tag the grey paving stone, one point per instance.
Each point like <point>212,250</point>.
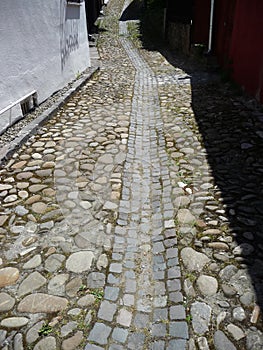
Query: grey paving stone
<point>120,334</point>
<point>111,293</point>
<point>179,330</point>
<point>159,330</point>
<point>107,310</point>
<point>141,320</point>
<point>93,347</point>
<point>160,315</point>
<point>136,341</point>
<point>177,312</point>
<point>158,345</point>
<point>177,344</point>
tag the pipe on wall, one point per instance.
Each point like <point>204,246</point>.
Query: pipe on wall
<point>211,25</point>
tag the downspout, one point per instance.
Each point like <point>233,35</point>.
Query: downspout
<point>211,25</point>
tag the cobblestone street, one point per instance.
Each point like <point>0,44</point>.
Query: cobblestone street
<point>132,219</point>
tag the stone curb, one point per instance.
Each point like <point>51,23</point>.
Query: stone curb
<point>32,127</point>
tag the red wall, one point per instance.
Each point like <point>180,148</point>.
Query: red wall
<point>247,46</point>
<point>222,32</point>
<point>201,14</point>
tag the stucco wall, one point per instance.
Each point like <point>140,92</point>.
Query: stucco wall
<point>43,45</point>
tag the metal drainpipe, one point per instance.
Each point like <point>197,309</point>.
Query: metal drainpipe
<point>211,25</point>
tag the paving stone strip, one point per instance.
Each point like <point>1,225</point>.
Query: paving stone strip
<point>143,296</point>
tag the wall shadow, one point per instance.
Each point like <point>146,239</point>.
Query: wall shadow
<point>133,11</point>
<point>231,126</point>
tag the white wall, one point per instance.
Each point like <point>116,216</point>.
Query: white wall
<point>43,45</point>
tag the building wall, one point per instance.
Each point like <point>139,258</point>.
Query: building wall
<point>43,45</point>
<point>247,46</point>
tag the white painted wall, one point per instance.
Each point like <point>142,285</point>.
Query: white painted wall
<point>43,45</point>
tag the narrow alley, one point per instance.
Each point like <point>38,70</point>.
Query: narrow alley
<point>132,219</point>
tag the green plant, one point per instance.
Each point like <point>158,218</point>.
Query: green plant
<point>188,318</point>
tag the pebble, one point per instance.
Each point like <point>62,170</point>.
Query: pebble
<point>221,342</point>
<point>201,314</point>
<point>6,302</point>
<point>235,331</point>
<point>207,285</point>
<point>80,261</point>
<point>8,276</point>
<point>239,314</point>
<point>63,190</point>
<point>40,302</point>
<point>14,322</point>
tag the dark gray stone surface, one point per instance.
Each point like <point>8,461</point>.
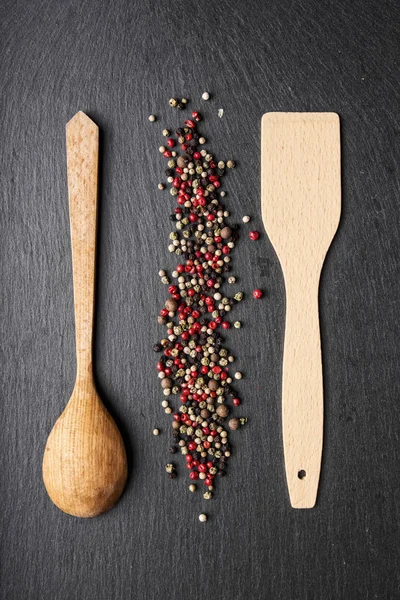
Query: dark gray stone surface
<point>119,61</point>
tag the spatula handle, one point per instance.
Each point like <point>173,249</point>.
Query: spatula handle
<point>302,390</point>
<point>82,166</point>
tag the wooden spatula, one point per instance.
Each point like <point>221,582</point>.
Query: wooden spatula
<point>84,464</point>
<point>301,202</point>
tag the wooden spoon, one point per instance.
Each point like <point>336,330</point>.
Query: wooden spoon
<point>301,201</point>
<point>84,464</point>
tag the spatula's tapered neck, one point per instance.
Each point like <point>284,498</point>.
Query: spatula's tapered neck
<point>82,163</point>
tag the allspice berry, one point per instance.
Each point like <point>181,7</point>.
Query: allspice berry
<point>222,411</point>
<point>234,424</point>
<point>226,232</point>
<point>171,304</point>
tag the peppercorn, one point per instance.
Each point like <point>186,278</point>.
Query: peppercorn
<point>222,410</point>
<point>234,424</point>
<point>171,305</point>
<point>194,364</point>
<point>226,233</point>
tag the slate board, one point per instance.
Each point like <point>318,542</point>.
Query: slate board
<point>120,61</point>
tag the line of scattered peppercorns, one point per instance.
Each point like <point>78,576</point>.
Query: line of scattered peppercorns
<point>194,364</point>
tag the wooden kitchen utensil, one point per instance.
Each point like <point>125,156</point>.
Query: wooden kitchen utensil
<point>84,464</point>
<point>301,202</point>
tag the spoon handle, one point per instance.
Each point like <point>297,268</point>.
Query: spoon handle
<point>302,388</point>
<point>82,168</point>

□ □ □ □ □ □ □

STATED TASK -> In the lines from the one containing "tag the peppercorn, one point per instance." through the last line, swap "slate board" for "stone board" and write those lines out again with nothing else changed.

WRITTEN SOLUTION ->
tag the peppercorn, one point per instance.
Each point like <point>186,278</point>.
Query: peppercorn
<point>222,410</point>
<point>234,424</point>
<point>171,305</point>
<point>194,364</point>
<point>226,233</point>
tag the stone board, one point per instance.
Each point like <point>318,542</point>.
Query: stone board
<point>120,61</point>
tag the line of scattered peppercorns, one point per instance.
Each point like <point>78,576</point>.
Query: line of scattered peppercorns
<point>194,364</point>
tag the wooden kitchen utensil, one point per instance.
Each point like <point>125,156</point>.
Query: wooden kitchen utensil
<point>84,464</point>
<point>301,202</point>
tag the spoon handle, one point per instance.
Each point like <point>297,268</point>.
Query: spoon handle
<point>302,388</point>
<point>82,168</point>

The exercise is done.